RECORDS SUPPLIED:
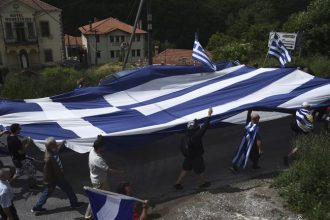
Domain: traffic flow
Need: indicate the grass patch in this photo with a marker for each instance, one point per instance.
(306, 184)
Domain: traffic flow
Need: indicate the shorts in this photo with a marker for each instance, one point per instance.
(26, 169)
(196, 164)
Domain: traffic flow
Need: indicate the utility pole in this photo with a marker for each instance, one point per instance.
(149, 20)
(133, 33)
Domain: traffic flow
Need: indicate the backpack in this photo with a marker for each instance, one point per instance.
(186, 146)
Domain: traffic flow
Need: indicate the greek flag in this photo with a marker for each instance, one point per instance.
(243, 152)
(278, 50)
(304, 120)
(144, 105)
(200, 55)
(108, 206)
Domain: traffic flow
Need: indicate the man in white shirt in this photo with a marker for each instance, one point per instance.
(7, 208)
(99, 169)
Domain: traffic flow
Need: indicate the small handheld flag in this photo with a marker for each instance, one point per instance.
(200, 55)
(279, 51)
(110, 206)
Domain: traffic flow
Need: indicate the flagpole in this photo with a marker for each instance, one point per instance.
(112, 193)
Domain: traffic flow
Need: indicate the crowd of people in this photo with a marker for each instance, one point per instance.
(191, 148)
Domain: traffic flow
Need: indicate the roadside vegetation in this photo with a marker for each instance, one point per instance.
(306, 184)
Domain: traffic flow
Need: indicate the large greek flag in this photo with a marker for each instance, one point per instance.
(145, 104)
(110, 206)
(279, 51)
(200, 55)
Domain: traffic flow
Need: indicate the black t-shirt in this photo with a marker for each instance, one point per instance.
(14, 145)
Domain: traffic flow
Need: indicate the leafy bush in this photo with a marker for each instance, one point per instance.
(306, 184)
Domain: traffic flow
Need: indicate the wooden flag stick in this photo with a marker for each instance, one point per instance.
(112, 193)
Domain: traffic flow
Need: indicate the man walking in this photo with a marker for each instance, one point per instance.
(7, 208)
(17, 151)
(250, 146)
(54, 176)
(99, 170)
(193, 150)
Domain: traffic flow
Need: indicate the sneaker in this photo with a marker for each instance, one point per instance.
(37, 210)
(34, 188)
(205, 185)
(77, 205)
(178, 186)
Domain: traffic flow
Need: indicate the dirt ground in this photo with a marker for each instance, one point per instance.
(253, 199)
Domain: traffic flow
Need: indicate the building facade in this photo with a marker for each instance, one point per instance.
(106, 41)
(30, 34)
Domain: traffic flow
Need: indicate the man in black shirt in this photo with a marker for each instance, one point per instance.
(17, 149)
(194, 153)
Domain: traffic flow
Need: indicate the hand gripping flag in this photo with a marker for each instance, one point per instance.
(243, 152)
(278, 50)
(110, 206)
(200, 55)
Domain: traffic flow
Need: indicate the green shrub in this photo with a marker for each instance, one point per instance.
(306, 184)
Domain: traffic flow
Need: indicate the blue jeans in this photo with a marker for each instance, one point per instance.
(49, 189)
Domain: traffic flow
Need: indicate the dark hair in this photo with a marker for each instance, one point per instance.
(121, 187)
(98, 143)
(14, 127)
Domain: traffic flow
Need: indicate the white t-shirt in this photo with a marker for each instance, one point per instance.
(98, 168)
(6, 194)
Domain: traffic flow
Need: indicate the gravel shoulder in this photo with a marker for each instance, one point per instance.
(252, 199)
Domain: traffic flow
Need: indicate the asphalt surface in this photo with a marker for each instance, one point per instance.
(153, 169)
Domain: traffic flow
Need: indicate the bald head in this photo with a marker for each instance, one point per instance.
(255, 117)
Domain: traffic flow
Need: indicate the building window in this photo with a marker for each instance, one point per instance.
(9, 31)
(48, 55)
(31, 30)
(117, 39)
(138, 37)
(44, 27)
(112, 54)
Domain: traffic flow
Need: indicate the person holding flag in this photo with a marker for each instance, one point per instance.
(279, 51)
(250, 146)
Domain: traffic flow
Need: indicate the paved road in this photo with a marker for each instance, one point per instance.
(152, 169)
--
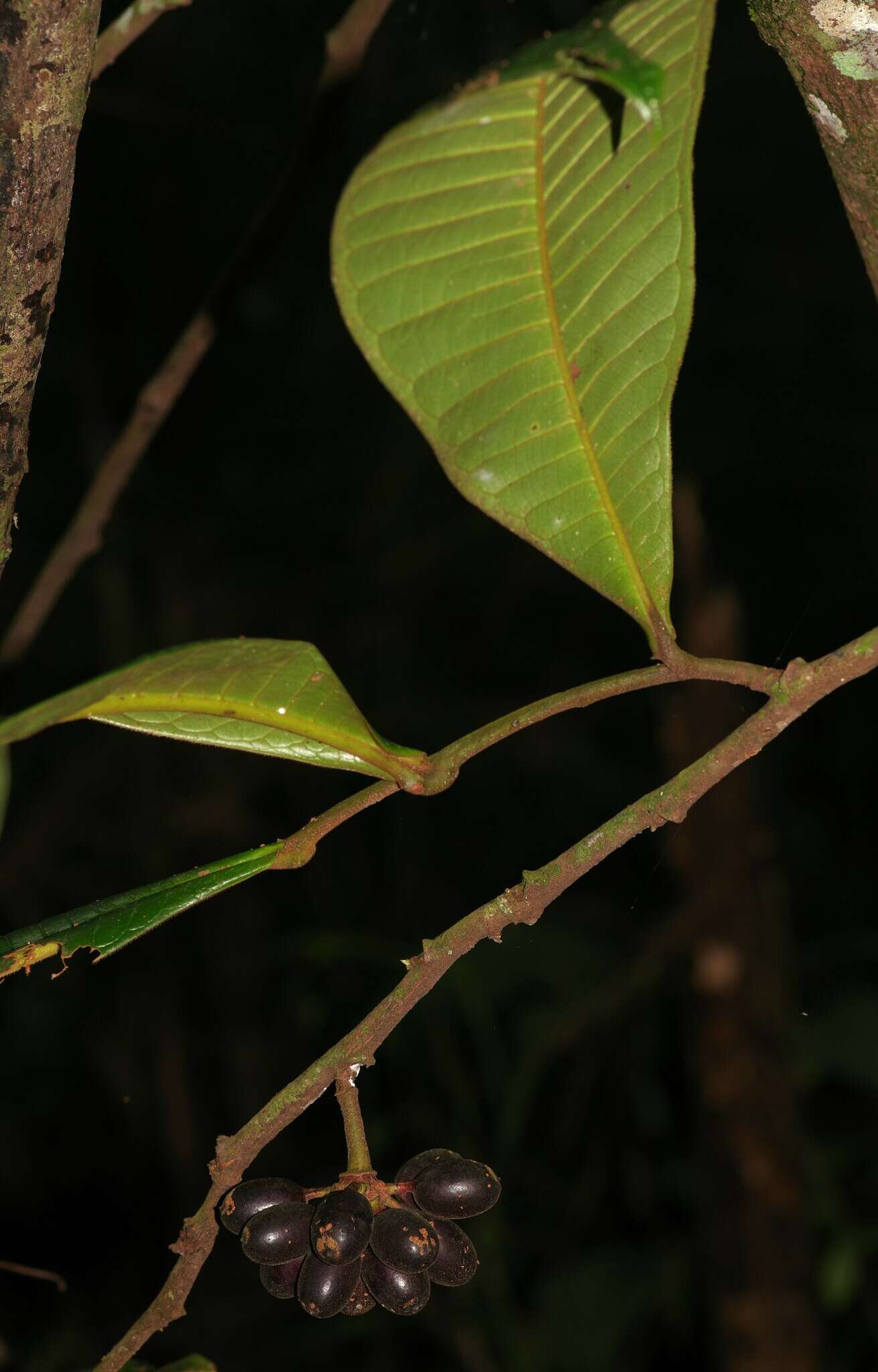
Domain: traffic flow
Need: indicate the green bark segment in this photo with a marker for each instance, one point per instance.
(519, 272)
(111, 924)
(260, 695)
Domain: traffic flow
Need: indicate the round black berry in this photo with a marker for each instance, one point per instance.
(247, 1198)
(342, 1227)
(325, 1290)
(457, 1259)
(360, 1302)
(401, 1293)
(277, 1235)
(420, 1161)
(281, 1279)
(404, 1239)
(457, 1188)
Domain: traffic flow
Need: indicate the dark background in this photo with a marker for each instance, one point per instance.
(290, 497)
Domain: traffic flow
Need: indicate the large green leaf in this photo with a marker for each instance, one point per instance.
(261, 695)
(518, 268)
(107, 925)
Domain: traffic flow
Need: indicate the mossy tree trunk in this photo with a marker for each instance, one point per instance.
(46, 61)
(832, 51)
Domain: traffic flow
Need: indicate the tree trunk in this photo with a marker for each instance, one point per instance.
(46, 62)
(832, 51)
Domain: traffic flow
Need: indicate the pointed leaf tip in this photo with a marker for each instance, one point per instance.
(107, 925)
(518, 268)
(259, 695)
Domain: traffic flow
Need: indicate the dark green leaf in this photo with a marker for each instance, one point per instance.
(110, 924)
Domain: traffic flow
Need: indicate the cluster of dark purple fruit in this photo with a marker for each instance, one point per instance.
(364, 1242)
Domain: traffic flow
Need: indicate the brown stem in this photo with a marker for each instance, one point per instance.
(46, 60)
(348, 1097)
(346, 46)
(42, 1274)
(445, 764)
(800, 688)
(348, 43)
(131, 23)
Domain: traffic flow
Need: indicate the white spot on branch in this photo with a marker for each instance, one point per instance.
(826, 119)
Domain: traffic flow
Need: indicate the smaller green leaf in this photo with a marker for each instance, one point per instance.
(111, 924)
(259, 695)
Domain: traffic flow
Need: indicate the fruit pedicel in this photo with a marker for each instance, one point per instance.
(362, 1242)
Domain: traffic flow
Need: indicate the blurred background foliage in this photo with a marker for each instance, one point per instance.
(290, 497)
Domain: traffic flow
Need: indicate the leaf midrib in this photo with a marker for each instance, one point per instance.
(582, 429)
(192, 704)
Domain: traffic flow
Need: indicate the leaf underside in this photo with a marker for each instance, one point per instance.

EXERCISE DETAILS: State how many lines in the rows above contain the string "white", with case counting. Reply with the number only.

WRITTEN ANSWER: 3